Bedir Savaşı Sonrası Genimetler Hakkında İnen Ayetler

Ganîmetler hakkındaki İslâmî kâide henüz bildirilmediği için, Bedir’de alınan ganîmetlerin paylaşımı husûsunda ihtilâf çıktı. Ayrıca Bedir’de kardeşi şehîd olan Sa’d bin Ebî Vakkâs da, katlettiği Saîd bin Âs’ın kılıcını alarak Rasûlullâh -sallâllâhu aleyhi ve sellem-’e geldi ve bunun kendisine verilmesini istedi. İşte bu hâdise ve talepler üzerine daha Bedir’den ayrılmadan ve ganîmetler paylaştırılmadan Enfâl Sûresi’nin ilk âyeti nâzil oldu:

يَسْـَٔلُونَكَ عَنِ الْاَنْفَالِ قُلِ الْاَنْفَالُ لِلّٰهِ وَالرَّسُولِ فَاتَّقُوا اللّٰهَ وَاَصْلِحُوا ذَاتَ بَيْنِكُمْ وَاَط۪يعُوا اللّٰهَ وَرَسُولَهُۤ اِنْ كُنْتُمْ مُؤْمِن۪ينَ

“Sana ganîmetlerden soruyorlar. De ki: Ganîmetler Allâh’a ve Rasûlü’ne âittir. Onun için siz gerçekten mü’minlerseniz Allâh’tan korkun da birbirinizle aranızı düzeltin, Allâh’a ve Rasûlü’ne itaat edin!” (el-Enfâl, 1)

Hazret-i Peygamber -sallâllâhu aleyhi ve sellem- bu ganîmetleri Medîne’ye yakın bir yerde savaşa katılan mücâhidlere eşit olarak ve yerli yerince taksîm etti.

========================================================================

Görevler:
[1] Bedir ganimetleriyle ilgili metne göre şu soruları cevaplayın:
(a) Sa'd bin Ebî Vakkâs, Rasûlullâh'a kimin kılıcını getirdi?
(b) Bu olaylar üzerine hangi surenin ilk ayeti indi?
(c) Peygamber ganimetleri nerede paylaştırdı?
[2] Bedir ganimetleriyle ilgili metni kaldığı yerden alıp birkaç cümleyle sürdürün.

========================================================================

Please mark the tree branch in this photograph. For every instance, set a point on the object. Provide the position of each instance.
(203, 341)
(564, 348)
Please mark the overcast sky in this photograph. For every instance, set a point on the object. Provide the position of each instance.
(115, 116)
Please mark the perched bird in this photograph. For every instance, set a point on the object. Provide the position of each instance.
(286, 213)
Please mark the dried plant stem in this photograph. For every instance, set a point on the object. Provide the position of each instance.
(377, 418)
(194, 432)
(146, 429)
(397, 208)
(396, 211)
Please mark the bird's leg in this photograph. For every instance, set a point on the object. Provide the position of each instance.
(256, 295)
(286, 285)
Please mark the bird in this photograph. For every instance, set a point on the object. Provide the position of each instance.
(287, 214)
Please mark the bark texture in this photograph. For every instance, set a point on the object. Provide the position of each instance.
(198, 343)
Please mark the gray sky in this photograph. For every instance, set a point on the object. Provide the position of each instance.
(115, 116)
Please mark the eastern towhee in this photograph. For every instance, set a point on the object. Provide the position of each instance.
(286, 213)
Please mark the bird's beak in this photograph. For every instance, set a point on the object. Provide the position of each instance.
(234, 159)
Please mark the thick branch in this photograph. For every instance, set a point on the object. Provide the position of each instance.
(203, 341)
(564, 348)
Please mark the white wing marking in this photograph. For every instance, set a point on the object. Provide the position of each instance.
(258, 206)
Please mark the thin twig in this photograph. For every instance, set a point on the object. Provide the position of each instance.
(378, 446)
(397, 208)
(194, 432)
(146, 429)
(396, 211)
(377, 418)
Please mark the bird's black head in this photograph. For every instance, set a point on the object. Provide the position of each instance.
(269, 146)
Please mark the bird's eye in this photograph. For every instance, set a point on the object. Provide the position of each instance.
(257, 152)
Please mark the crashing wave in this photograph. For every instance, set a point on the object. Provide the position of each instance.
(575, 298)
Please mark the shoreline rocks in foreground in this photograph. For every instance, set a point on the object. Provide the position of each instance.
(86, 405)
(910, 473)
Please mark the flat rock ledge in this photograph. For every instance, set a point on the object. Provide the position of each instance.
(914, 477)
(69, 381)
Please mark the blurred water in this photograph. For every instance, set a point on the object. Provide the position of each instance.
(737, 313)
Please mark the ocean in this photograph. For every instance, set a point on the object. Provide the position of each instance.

========================================================================

Cevaplar:
[1]
(a) Saîd bin Âs'ın kılıcını.
(b) Enfâl Sûresi'nin.
(c) Medîne'ye yakın bir yerde.

[2]
Daha sonra savaş ganîmetleriyle ilgili tafsîlâtlı hükümler ihtivâ eden aynı sûrenin 41. âyeti nâzil oldu:

وَاعْلَمُوۤا اَنَّمَا غَنِمْتُمْ مِنْ شَيْءٍ فَاَنَّ لِلّٰهِ خُمُسَهُ وَلِلرَّسُولِ وَلِذِي الْقُرْبٰى وَالْيَتَامٰى وَالْمَسَاك۪ينِ وَابْنِ السَّب۪يلِ اِنْ كُنْتُمْ اٰمَنْتُمْ بِاللّٰهِ وَمَاۤ اَنْزَلْنَا عَلٰى عَبْدِنَا يَوْمَ الْفُرْقَانِ يَوْمَ الْتَقَى الْجَمْعَانِ وَاللّٰهُ عَلٰى كُلِّ شَيْءٍ قَد۪يرٌ

“Şunu da biliniz ki, ganîmet olarak aldığınız herhangi bir şeyden beşte biri mutlakâ Allâh içindir. O da Peygamber’e ve O’na yakınlığı olanlara, yetimlere, miskinlere ve yolda kalmışlara âittir. Eğer siz Allâh’a inanmışsanız ve hak ile bâtılı ayıran o gün, iki ordunun karşılaştığı o (Bedir) günü kulumuza indirdiğimiz âyetlere îmân etmişseniz, bunu böyle biliniz. Ve biliniz ki Allâh, her şeye kâdirdir.” (el-Enfâl, 41)

Bu âyete göre ganîmetlerin beşte biri Allâh’a, Rasûlü’ne, O’nun akrabâsına, yetimlere, yoksullara ve yolda kalmışlara âittir.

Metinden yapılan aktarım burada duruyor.